**QUELLENAUSZUG:**
════════════════

Dieser Konflikt betrifft die Frage, ob menschliche Existenz primär über symbolische Ordnung, feste Identität und normative Form organisiert wird oder ob sie sich als prozesshafte, verletzliche und rückgekoppelte Lebensform begreift.

Symbolische Ordnung und Erstarrung der Existenz

In Romanen wie Der Steppenwolf (1927) und Demian (1919) thematisiert Hesse eine Lebensform, die sich an Ordnung, Moral, Besitz, gesellschaftlicher Anerkennung und stabiler Identität orientiert. Diese Form der Existenz ist symbolisch vermittelt: Der Mensch versteht sich über Rollen, Zuschreibungen und Ideale. Das Selbst wird als in sich geschlossen, autonom und kontrollierbar gedacht. Abhängigkeiten, Widersprüche und Verletzlichkeit werden verdrängt oder als Defizite bewertet.

Diese symbolisch fixierte Existenzform erzeugt jedoch keinen inneren Halt, sondern einen zunehmenden inneren Druck. Hesse beschreibt diesen Zustand als existenziellen Krampf: Der Mensch hält an einer idealisierten Form fest, die mit der realen Dynamik des Lebens nicht übereinstimmt. Die Folge ist Entfremdung – nicht nur von der Welt, sondern vom eigenen leiblichen und zeitlichen Vollzug.

════════════════

**BEREITGESTELLTE DATEN:**
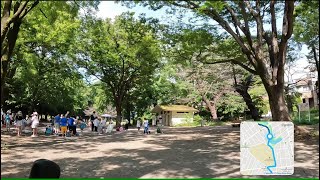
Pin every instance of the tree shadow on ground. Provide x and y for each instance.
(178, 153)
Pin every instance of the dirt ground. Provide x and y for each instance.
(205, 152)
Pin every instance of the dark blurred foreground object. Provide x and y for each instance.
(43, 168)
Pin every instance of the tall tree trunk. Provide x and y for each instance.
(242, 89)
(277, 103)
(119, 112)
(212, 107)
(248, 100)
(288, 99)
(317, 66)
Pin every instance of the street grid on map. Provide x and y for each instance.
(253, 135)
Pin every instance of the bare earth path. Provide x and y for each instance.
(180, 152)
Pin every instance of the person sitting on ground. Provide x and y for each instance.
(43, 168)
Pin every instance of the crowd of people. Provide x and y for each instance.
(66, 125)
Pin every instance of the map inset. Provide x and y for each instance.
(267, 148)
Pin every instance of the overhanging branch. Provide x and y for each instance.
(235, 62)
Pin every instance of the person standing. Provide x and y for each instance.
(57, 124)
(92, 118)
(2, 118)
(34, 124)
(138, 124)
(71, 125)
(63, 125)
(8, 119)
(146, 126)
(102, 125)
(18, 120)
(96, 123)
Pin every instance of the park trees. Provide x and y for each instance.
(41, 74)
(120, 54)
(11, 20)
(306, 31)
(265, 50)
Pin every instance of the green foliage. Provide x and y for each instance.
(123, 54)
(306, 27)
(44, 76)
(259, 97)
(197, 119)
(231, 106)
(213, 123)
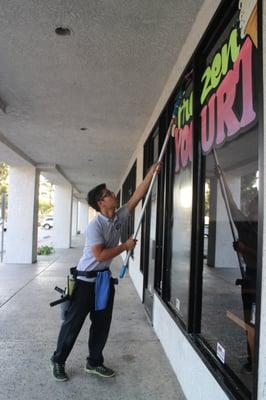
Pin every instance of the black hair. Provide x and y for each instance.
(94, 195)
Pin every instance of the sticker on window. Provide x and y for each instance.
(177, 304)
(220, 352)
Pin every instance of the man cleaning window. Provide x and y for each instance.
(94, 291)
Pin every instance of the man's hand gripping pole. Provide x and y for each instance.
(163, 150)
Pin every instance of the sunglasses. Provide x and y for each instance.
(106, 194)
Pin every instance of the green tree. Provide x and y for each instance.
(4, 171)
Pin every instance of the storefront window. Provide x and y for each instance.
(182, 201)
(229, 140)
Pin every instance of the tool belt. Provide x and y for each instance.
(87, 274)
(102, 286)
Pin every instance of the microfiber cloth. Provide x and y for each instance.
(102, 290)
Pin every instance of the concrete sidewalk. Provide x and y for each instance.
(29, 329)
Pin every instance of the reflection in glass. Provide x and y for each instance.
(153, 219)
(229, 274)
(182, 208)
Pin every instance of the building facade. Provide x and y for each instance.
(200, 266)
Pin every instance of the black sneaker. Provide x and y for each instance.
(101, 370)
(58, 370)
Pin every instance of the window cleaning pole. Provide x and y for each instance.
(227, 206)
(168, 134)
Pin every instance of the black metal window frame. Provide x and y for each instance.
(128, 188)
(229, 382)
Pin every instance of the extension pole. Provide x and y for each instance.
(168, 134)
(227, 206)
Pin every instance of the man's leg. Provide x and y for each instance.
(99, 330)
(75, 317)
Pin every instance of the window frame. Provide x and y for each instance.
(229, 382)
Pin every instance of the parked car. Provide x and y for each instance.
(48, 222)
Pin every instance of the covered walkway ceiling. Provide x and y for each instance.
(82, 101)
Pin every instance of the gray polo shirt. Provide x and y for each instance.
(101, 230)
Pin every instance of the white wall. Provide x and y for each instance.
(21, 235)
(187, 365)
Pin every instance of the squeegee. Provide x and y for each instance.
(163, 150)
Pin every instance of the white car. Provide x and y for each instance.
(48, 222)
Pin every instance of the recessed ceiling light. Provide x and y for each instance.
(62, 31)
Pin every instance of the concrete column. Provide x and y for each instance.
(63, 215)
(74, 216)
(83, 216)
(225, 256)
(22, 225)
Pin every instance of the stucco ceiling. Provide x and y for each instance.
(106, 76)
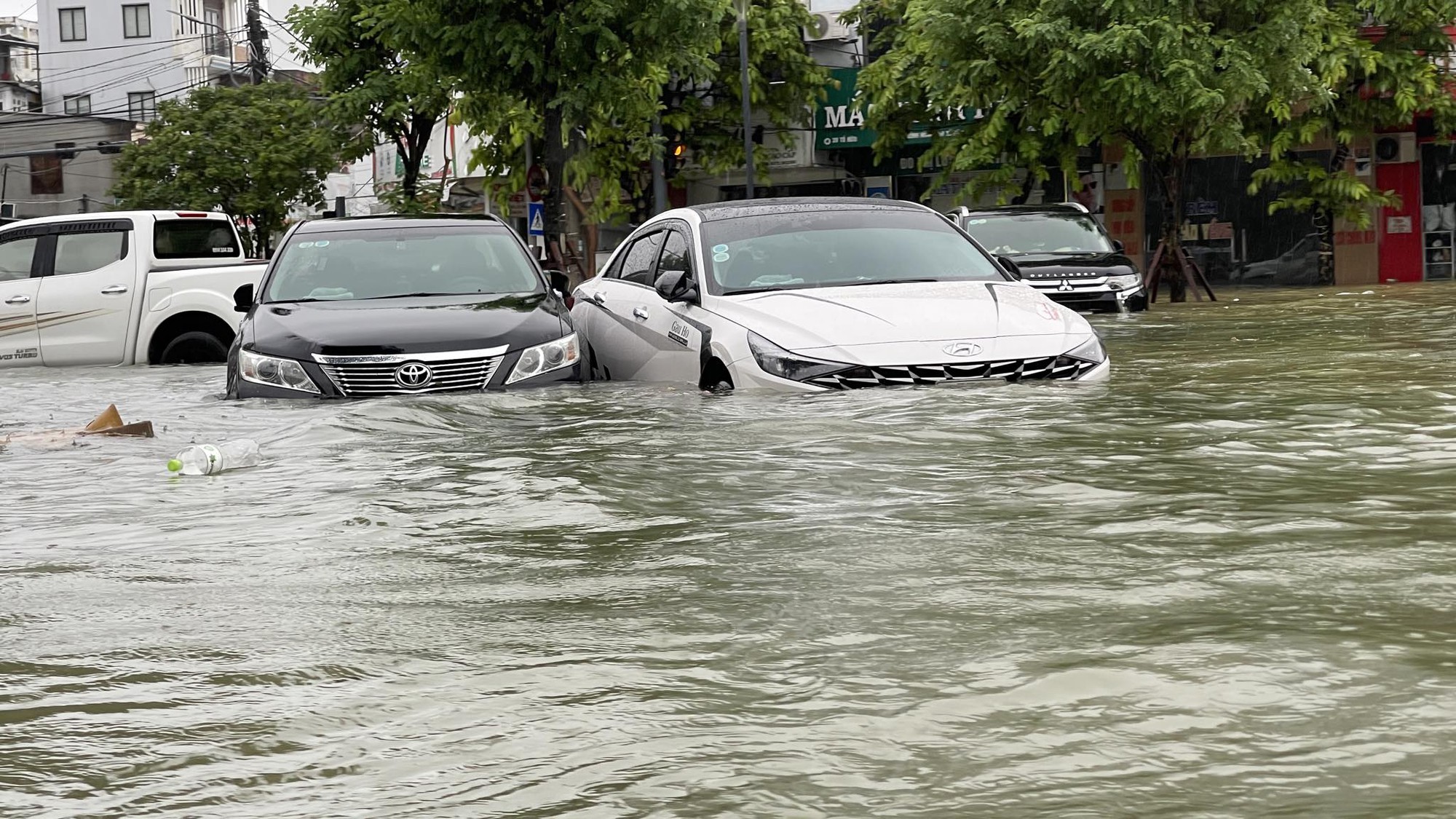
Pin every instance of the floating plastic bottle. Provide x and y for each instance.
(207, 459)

════════════════

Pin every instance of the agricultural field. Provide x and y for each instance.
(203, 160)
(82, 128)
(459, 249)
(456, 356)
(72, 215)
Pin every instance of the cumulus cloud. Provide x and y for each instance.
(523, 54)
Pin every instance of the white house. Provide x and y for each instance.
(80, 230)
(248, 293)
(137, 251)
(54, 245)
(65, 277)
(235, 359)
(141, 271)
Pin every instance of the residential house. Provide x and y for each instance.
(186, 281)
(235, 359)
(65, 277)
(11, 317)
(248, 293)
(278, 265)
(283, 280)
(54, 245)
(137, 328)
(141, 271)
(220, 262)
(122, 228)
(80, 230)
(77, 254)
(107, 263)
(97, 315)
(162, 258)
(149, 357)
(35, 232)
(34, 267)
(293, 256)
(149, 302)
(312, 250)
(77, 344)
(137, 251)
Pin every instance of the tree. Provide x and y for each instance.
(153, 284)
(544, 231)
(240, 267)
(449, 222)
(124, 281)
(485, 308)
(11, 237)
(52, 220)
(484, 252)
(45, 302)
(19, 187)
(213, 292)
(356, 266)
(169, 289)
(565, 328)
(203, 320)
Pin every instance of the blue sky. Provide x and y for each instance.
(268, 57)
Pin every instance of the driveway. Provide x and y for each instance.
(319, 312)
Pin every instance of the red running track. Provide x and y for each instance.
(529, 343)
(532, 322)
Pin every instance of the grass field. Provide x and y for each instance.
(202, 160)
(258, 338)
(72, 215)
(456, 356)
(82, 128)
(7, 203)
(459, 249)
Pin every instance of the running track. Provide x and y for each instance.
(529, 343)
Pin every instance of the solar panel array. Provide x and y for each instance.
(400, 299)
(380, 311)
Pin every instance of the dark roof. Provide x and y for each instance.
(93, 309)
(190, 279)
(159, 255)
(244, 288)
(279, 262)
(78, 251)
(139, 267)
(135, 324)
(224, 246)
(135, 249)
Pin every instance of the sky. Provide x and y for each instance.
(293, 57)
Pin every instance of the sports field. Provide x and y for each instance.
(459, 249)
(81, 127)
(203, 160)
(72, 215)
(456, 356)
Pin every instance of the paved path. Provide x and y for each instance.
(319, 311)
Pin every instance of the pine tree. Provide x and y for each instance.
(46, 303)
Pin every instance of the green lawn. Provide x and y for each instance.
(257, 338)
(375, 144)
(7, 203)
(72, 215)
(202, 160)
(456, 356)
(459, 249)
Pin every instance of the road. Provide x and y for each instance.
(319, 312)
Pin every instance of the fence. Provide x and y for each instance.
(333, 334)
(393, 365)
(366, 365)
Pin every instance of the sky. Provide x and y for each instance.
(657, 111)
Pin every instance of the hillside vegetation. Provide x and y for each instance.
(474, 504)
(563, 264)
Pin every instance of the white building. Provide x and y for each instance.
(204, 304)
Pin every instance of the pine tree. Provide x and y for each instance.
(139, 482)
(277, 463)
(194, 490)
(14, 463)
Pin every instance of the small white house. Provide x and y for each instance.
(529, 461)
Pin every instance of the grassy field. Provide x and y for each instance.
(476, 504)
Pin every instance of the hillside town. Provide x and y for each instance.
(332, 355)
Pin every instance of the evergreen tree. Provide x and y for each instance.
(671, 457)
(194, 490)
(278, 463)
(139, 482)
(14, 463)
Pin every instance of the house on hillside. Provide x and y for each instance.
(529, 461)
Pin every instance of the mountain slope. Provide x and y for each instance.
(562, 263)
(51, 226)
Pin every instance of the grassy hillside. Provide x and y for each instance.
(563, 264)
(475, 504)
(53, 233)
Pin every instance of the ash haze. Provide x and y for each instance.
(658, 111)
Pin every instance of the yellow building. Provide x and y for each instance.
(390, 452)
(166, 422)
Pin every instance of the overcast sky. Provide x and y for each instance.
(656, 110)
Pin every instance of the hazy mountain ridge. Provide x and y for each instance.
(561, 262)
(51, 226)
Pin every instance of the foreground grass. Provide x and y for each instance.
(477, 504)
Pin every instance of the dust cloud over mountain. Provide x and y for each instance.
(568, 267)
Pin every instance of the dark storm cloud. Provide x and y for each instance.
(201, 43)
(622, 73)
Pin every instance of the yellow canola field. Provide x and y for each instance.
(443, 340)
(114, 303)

════════════════

**AUFGABE:**
Zitiere aus dem Quellenauszug über Hesse wortgetreu die Passage, die mit „Dieser Konflikt betrifft“ beginnt und sich bis einschließlich „rückgekoppelte Lebensform begreift.“ fortsetzt.

**ANTWORT ZUR AUFGABE:**
Dieser Konflikt betrifft die Frage, ob menschliche Existenz primär über symbolische Ordnung, feste Identität und normative Form organisiert wird oder ob sie sich als prozesshafte, verletzliche und rückgekoppelte Lebensform begreift.